[Task details]: Once the line containing "Target: murky brown water" is found in the entries below, reproduce it and every line after it, stopping at and including the line containing "each like [72,553]."; reproduce nothing else, and keep each line exact.

"""

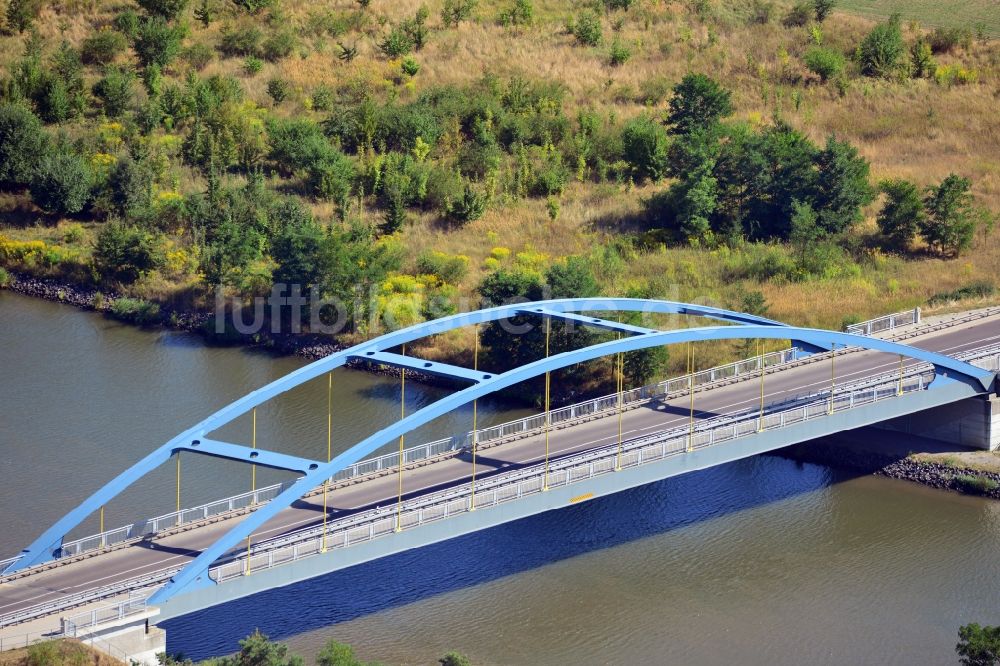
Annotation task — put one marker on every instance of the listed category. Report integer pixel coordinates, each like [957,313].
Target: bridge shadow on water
[655,509]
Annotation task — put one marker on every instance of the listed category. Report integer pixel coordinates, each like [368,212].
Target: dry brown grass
[914,129]
[57,653]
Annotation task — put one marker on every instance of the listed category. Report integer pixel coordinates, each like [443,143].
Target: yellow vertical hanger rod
[402,415]
[253,445]
[548,384]
[691,393]
[475,426]
[329,450]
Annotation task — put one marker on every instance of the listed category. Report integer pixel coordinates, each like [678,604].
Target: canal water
[764,561]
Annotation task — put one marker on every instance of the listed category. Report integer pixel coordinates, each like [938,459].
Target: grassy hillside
[974,14]
[327,56]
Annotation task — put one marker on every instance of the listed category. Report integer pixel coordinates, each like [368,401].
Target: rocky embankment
[197,322]
[834,453]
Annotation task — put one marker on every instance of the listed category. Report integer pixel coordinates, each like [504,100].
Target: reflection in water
[762,561]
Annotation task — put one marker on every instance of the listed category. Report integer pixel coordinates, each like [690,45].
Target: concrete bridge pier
[973,422]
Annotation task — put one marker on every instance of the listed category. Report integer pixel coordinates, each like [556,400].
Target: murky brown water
[762,562]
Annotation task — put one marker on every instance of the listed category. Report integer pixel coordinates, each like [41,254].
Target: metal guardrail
[885,323]
[426,508]
[388,461]
[126,586]
[513,485]
[26,640]
[136,604]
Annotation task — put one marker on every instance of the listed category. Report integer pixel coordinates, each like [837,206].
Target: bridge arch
[313,474]
[50,541]
[195,574]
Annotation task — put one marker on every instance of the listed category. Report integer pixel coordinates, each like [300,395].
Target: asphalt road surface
[176,550]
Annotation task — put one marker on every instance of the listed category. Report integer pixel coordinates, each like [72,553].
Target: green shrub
[521,13]
[619,53]
[645,146]
[252,65]
[198,55]
[135,311]
[902,214]
[253,6]
[822,9]
[825,63]
[333,178]
[125,253]
[103,47]
[129,189]
[410,66]
[241,41]
[882,50]
[922,63]
[397,43]
[761,12]
[115,90]
[157,42]
[168,9]
[798,15]
[279,45]
[455,11]
[951,219]
[62,183]
[53,100]
[587,29]
[469,207]
[22,142]
[278,89]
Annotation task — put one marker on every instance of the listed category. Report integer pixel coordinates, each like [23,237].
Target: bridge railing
[885,323]
[388,461]
[119,588]
[513,485]
[74,625]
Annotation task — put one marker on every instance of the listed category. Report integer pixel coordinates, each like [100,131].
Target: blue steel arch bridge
[827,383]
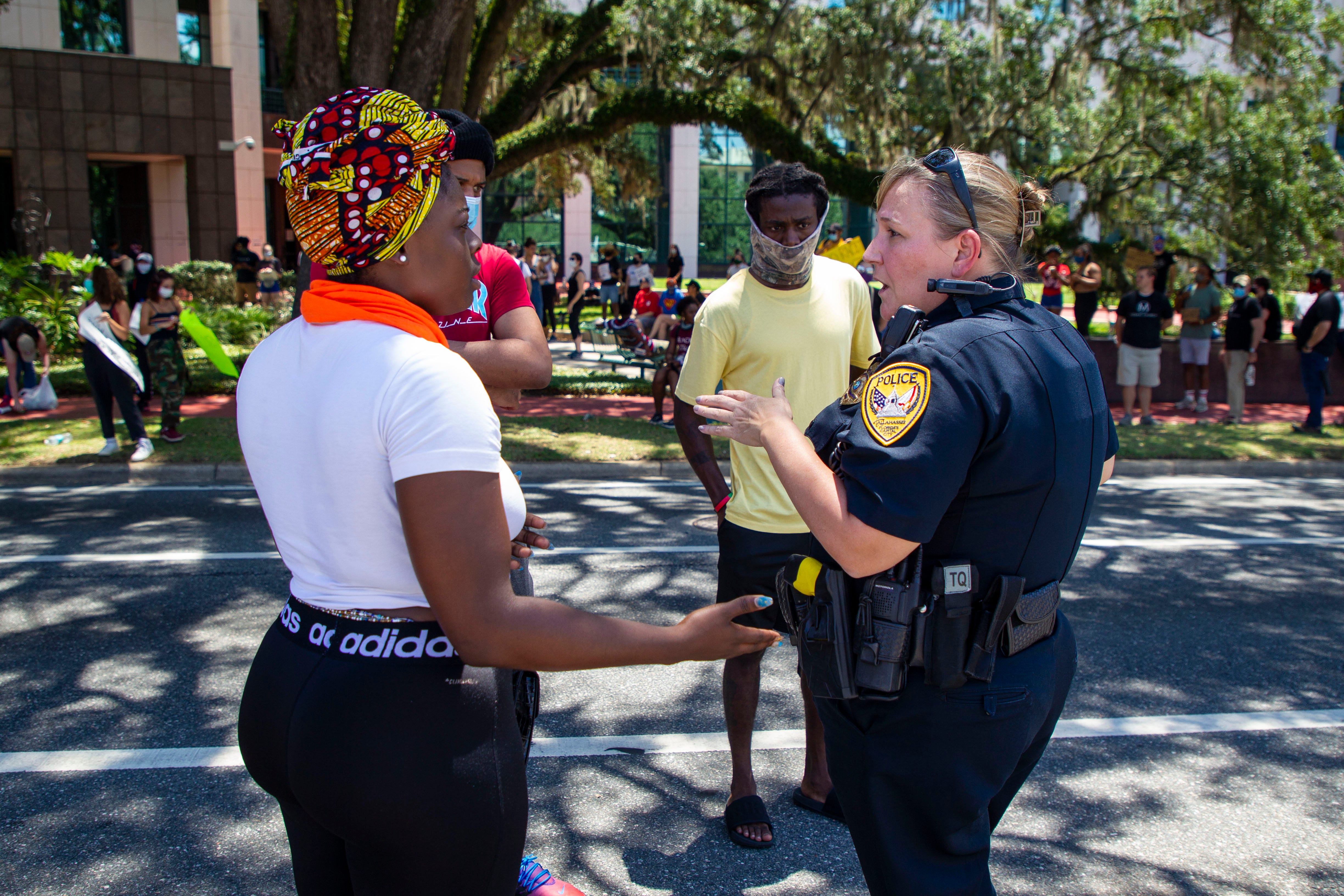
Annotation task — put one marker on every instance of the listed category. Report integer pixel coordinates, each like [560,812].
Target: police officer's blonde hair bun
[1003,203]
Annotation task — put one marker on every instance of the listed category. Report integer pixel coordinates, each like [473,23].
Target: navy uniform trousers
[925,780]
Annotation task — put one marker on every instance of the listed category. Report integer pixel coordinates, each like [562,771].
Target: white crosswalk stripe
[707,742]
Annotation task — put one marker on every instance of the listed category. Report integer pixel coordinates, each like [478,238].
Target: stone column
[578,223]
[685,197]
[234,45]
[169,211]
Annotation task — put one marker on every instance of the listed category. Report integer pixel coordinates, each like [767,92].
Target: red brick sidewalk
[642,406]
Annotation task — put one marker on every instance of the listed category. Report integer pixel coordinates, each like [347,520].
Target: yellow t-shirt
[749,335]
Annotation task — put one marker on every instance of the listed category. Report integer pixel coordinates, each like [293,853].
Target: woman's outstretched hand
[710,633]
[527,539]
[744,416]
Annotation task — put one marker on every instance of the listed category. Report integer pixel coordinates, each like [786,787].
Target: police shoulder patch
[894,399]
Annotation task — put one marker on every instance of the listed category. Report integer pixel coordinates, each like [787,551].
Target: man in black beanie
[500,335]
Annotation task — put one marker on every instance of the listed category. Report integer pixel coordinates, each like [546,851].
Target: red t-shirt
[1053,285]
[502,291]
[646,303]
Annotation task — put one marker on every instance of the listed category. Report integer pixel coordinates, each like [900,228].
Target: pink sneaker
[534,880]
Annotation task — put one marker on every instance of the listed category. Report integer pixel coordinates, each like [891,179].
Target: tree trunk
[371,53]
[455,69]
[488,52]
[281,17]
[420,66]
[317,57]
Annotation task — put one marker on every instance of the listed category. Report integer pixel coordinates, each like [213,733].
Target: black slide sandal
[748,811]
[831,808]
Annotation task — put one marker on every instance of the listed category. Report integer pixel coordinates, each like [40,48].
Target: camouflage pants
[170,370]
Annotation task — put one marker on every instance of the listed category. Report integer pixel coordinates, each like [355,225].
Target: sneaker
[534,880]
[144,448]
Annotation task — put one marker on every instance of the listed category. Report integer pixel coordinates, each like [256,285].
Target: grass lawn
[209,441]
[205,379]
[1253,443]
[215,441]
[611,438]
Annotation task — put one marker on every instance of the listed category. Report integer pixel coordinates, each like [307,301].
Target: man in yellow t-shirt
[807,319]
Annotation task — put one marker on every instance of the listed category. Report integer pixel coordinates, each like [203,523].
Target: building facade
[127,124]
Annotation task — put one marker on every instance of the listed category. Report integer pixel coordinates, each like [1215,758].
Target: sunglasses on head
[945,162]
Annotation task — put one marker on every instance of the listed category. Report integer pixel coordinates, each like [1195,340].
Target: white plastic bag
[41,397]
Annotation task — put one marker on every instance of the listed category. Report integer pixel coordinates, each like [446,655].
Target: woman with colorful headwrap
[380,709]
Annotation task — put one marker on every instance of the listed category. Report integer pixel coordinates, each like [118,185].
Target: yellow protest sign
[850,252]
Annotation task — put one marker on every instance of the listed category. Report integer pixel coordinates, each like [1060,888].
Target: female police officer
[982,440]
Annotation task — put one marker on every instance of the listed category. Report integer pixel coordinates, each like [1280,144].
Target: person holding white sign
[105,363]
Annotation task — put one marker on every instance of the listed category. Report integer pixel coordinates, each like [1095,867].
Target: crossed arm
[517,359]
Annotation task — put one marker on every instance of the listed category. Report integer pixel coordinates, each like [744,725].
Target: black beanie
[471,140]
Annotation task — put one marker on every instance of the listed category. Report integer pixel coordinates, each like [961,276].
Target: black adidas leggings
[398,770]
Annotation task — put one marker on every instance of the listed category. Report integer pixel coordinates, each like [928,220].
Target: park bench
[612,350]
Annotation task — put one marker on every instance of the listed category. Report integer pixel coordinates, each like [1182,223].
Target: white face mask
[474,214]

"""

[Completed exercise]:
Target: murky brown water
[762,562]
Annotation task — put one marker on every instance of the listed category. Report integer pixel coordinates, each like [41,254].
Target: metal guardrail
[885,323]
[426,508]
[388,461]
[126,586]
[513,485]
[26,640]
[136,604]
Annotation task — put one marker on every instance of the listed category. Report integer pixel coordinates, each like [837,206].
Target: bridge arch
[313,474]
[50,541]
[195,574]
Annotation task — put one marker on every instance of the listed category. Report integer pixel coordinates, each like [300,395].
Target: asphalt road surface
[176,550]
Annotation task — put one marker on every instance of the listed category. Report integer pixel coordinates, each like [72,553].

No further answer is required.